# What is asked:
Update the entries below by replacing every occurrence of "bounding box" with "enclosing rectangle", keeping all other text unchanged. Omit the pictures from the result.

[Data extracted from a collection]
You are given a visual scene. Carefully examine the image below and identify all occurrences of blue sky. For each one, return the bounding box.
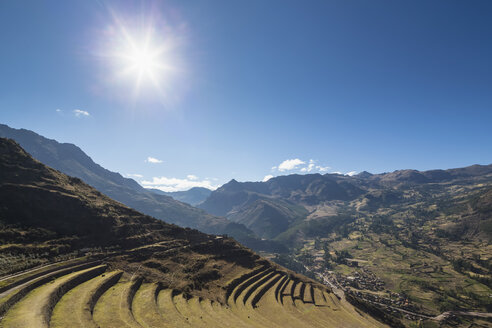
[0,0,492,190]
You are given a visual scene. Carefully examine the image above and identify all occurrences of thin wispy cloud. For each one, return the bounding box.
[278,158,306,172]
[145,156,162,164]
[272,158,331,173]
[141,174,218,192]
[73,109,91,117]
[125,173,143,179]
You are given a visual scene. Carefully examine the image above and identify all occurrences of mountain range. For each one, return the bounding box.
[0,124,282,250]
[147,187,212,206]
[0,138,386,328]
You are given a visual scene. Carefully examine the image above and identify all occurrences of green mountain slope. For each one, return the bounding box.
[0,138,384,328]
[200,165,492,326]
[147,187,212,206]
[0,124,261,248]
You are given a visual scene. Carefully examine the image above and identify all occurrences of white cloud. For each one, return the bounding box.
[316,165,331,172]
[278,158,306,172]
[125,173,143,178]
[73,109,91,117]
[301,159,315,172]
[145,156,162,164]
[141,174,218,192]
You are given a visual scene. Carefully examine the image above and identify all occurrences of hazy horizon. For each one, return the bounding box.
[0,1,492,190]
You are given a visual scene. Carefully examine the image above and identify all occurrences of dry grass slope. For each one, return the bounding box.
[0,261,383,328]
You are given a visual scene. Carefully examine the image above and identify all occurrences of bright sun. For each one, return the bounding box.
[121,42,165,84]
[103,12,182,98]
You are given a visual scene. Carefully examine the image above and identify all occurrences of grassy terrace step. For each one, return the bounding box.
[292,282,304,301]
[200,300,251,328]
[279,279,295,305]
[275,275,289,302]
[0,258,85,295]
[255,274,309,327]
[157,289,191,327]
[50,271,123,328]
[0,261,101,317]
[173,294,213,327]
[302,284,315,304]
[233,268,273,303]
[239,271,276,305]
[225,266,267,302]
[0,265,106,328]
[93,276,141,328]
[251,274,285,308]
[132,283,171,328]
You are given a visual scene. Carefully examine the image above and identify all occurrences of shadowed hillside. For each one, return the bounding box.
[0,138,382,328]
[0,124,283,251]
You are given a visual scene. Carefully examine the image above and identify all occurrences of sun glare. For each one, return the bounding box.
[98,8,184,102]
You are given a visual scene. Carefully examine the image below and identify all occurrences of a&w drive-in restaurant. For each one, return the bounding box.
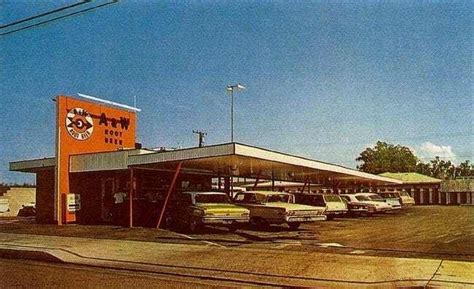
[10,95,401,227]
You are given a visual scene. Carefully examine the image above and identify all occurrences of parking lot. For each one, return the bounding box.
[0,206,474,261]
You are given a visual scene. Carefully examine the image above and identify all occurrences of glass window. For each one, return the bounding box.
[194,194,230,204]
[267,194,291,203]
[369,195,383,201]
[356,196,370,202]
[324,195,341,203]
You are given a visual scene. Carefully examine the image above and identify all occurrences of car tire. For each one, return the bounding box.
[227,224,237,233]
[288,222,301,230]
[250,217,268,228]
[188,219,201,233]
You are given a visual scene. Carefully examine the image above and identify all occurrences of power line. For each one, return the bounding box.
[0,0,118,36]
[193,130,207,148]
[0,0,91,29]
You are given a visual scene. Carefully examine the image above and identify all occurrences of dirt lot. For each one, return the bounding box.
[0,206,474,261]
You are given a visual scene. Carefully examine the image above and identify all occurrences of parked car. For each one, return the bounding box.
[234,191,326,229]
[166,192,250,232]
[395,191,415,207]
[359,193,402,210]
[377,192,403,210]
[341,193,392,213]
[295,193,348,220]
[340,195,375,216]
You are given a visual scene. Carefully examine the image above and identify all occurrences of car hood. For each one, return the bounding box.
[195,203,249,214]
[265,202,326,211]
[363,201,390,208]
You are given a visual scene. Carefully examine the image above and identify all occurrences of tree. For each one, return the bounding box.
[356,141,418,174]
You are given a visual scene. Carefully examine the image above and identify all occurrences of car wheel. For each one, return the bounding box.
[227,224,237,233]
[288,222,301,230]
[250,217,268,228]
[188,219,201,233]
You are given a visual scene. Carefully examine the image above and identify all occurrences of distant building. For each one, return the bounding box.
[377,173,474,205]
[440,177,474,205]
[377,172,446,205]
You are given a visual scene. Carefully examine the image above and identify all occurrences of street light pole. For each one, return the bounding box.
[226,83,245,142]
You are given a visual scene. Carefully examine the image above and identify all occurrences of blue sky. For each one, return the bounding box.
[0,1,474,182]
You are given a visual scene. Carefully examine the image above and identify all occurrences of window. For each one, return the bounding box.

# Expected answer:
You are given a visual scene. Carefully examine the image below and identify all occurrences of blue sky. For each one, return the enclosing rectangle.
[0,0,492,190]
You are given a visual scene. Carefully examine the image above and identify all occurrences of thin wispy cloud. For each one, return the enclosing rectangle.
[278,158,306,172]
[145,156,162,164]
[272,158,331,173]
[141,174,218,192]
[73,109,91,117]
[125,173,143,179]
You are given a visual scene. Carefully examine the image above and identify all occurrences of mountain range. For each one, return the enclosing rectangle.
[0,124,282,250]
[147,187,212,206]
[0,138,386,328]
You are given a visual scene. Carefully examine the image above and identify all occurrences of green mountain slope. For each one, return the enclosing rectangle.
[0,138,384,328]
[200,165,492,326]
[147,187,212,206]
[0,124,261,248]
You are given a visual scene. Carefully examine the image above and identify all occurrences of white cloud. For each one, return the enclosing rectangle.
[316,165,331,172]
[278,158,306,172]
[125,173,143,178]
[73,109,91,117]
[301,159,315,172]
[145,156,162,164]
[141,174,218,192]
You are given a visual scene. Carefully examine the image above and identify all occurrences of hazy horizon. For each one, return the enclosing rectangle.
[0,1,492,190]
You are given a visual scene. Carefully examine the image above and identify all occurrences of dry grass slope. For each one, return the enclosing rectangle.
[0,261,383,328]
You are given a visual scene. Carefully examine the image above and identify all occurrences of bright sun. For each one, return the enclosing rectangle.
[121,42,165,84]
[103,12,182,98]
You are given a visual scene. Carefully examine the image above and identify all occurrences of grassy terrace step. For each one, return the enclosing rectangle.
[292,282,304,301]
[200,300,251,328]
[279,279,295,305]
[275,275,289,302]
[0,258,85,295]
[255,274,309,327]
[157,289,191,327]
[50,271,123,328]
[0,261,101,317]
[173,294,213,327]
[302,284,315,304]
[233,268,273,303]
[239,271,276,305]
[225,266,267,302]
[0,265,106,328]
[93,276,141,328]
[251,274,285,308]
[132,283,171,328]
You are given a visual scene. Carefully examine the image above and identify all occurrences of shadowed hillside. For each one, return the enclosing rectangle.
[0,138,382,328]
[0,124,283,251]
You are given a visual scene. Carefully examine the image above and identify all occurrences of sun glare. For each one, return the enclosing rectangle.
[98,8,184,102]
You are given a visual scene. Carefully examine the image below and identify all occurrences of a&w drive-in restaurant. For each one, return the enclosing rectangle.
[10,95,401,227]
You are given a visual scene. Carefully examine the image above and identify all occurrences of parking lot. For each one, return the enclosing rectangle.
[0,206,474,261]
You are given a visual scene. Carefully examine the image above and identify all occurrences of glass window. For each one, return the enclosing rectangle.
[194,194,230,204]
[267,194,291,203]
[369,195,383,201]
[356,196,370,202]
[324,195,341,203]
You are given a visual scene. Carefully examine the image above and identify all occurrences of car tire. For each one, return the enclosing rectangle.
[227,224,237,233]
[288,222,301,230]
[250,217,268,228]
[188,219,201,233]
You are given a visual scene. Carefully examine the image above and identify all occurrences of power line. For each one, return the enclosing rectangle.
[0,0,118,36]
[193,130,207,148]
[0,0,91,29]
You are given a visual scene. Carefully examine the image above and identify all occurrences of dirt lot. For each one, return the enclosing rectangle.
[0,206,474,261]
You are given a visual scene. Carefully examine the image above and identify all occurrences of parked car. For each one, return the enclosing rectangle.
[234,191,326,229]
[166,192,250,232]
[395,191,415,207]
[359,193,402,210]
[377,192,403,210]
[341,193,392,213]
[295,193,348,220]
[340,195,375,216]
You are given a visual scene. Carefully examine the image above and identify all occurrences of car hood. For each one, return the enclosing rectangle.
[195,203,249,214]
[265,202,326,211]
[363,201,390,208]
You are given a visual scene. Carefully examine the image above and identify all occurrences of tree. For each one, return the enclosing rectangle.
[356,141,418,174]
You are given a visual scene. Carefully examine the image above and identify all occurrences of car wheel. For each one, return the enclosing rectangle.
[227,224,237,233]
[288,222,301,230]
[250,217,268,228]
[188,219,201,233]
You are given a visual scene. Carefully examine the image above and identify all occurrences of distant building. For each one, return the enclosing rectangle.
[377,173,474,205]
[440,177,474,205]
[377,172,446,205]
You are given a visual scene. Carefully examine the image above and identify all occurrences of street light pole. For each one, return the enclosing rectangle.
[226,83,245,142]
You are given a visual scene. Carefully examine the image above and identify all occurrences of blue sky. For each one, return the enclosing rectangle.
[0,1,474,182]
You are given a visual scene. Carefully examine the image above and identify all occurrences of window. For each one, return the enclosing rectangle.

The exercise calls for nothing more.